> _Problem statement_
Copy out the rows word for word, from the line containing "Target: ecuabet logo" down to the end of the rows, including both of those ends.

> _Given data_

********************

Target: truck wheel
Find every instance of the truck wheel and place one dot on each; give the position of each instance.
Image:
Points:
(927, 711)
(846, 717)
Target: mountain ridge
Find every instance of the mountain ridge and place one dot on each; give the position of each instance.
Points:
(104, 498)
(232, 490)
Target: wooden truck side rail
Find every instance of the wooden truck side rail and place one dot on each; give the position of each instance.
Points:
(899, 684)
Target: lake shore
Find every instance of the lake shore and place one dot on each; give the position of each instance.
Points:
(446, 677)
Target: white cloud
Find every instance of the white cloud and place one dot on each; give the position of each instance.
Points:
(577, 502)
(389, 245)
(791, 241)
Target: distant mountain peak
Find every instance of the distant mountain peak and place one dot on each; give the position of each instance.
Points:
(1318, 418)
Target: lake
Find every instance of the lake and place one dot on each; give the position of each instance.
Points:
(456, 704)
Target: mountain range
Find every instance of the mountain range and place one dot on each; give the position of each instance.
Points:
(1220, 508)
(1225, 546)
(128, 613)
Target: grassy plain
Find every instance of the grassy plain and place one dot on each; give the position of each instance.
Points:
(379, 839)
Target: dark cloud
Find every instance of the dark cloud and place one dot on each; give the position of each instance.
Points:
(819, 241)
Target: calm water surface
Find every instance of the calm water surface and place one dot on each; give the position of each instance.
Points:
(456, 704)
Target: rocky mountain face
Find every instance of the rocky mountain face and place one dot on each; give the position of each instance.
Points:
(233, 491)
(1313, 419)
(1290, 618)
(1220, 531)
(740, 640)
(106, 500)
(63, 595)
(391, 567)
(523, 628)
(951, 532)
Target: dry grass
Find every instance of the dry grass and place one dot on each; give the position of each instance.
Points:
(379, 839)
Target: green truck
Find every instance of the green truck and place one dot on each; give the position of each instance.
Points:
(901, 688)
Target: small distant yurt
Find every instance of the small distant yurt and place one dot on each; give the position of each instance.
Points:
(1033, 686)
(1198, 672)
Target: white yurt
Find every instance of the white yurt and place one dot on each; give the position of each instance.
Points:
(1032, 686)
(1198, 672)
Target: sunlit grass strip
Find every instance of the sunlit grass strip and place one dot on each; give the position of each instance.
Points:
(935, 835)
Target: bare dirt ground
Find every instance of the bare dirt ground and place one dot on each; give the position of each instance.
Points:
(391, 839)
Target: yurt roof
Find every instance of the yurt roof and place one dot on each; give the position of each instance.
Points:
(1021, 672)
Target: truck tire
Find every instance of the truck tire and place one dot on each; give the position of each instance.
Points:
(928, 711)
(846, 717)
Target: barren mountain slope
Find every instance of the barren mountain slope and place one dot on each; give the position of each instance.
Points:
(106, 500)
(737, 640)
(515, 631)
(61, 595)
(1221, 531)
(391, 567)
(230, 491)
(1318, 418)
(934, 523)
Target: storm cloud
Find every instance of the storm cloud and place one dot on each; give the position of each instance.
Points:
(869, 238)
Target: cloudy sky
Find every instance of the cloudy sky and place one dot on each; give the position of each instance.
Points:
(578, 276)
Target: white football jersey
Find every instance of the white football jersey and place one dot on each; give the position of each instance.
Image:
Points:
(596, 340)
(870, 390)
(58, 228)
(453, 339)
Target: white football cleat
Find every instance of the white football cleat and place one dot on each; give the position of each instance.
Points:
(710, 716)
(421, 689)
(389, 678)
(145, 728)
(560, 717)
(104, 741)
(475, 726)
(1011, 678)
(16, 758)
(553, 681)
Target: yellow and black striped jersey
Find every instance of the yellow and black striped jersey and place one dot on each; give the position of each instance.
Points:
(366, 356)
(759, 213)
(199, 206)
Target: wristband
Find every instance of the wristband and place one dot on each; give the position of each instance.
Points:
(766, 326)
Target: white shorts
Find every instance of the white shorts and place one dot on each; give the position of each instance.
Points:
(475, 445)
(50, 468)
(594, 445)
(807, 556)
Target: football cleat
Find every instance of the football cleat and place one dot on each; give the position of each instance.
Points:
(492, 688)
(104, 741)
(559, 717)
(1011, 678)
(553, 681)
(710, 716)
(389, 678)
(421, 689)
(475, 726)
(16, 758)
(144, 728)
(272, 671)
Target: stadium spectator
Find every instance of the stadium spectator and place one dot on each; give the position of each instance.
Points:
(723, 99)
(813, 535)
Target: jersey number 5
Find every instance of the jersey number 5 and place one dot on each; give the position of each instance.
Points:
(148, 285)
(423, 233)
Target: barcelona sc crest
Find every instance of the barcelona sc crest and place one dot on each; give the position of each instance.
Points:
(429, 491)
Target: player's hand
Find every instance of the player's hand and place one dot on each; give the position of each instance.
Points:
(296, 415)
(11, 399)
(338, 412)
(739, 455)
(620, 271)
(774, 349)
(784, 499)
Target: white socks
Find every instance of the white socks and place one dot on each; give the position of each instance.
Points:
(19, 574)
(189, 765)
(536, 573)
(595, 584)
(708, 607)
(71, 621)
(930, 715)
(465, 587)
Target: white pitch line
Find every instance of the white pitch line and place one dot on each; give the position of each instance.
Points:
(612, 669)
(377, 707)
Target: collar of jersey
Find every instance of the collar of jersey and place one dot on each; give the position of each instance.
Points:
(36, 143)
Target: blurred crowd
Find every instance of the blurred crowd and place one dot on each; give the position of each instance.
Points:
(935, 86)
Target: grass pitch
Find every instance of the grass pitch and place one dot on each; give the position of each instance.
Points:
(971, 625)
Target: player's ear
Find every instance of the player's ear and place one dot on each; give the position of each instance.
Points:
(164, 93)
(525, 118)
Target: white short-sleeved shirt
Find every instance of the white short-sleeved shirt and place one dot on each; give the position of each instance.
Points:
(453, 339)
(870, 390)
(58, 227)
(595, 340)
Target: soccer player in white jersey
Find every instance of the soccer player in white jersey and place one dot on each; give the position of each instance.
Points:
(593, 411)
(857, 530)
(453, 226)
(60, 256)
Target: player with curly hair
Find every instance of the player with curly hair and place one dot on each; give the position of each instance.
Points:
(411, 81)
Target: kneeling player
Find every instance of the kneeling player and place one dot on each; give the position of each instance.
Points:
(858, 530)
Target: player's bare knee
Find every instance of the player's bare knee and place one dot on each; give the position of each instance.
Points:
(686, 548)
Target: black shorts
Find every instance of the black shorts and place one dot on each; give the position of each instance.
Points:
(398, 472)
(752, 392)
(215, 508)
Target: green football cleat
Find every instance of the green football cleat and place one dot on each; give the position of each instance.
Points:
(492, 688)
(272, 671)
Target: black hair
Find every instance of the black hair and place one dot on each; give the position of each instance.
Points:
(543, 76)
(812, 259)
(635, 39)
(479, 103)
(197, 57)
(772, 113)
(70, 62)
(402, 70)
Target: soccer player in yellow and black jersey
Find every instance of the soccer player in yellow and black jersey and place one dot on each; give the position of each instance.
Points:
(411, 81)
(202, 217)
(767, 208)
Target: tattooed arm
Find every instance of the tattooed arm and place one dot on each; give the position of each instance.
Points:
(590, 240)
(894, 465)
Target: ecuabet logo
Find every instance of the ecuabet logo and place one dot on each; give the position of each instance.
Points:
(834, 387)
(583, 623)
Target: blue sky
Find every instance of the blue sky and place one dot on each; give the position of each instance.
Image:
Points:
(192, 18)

********************

> _Response_
Target: ecuabet logo
Find every instance of the ecuabet logo and place one dot on each; give the position of each instance.
Points:
(834, 387)
(583, 623)
Target: blue sky
Find every instance of the blue sky and place one dot on each; give the position of each instance.
Image:
Points:
(192, 18)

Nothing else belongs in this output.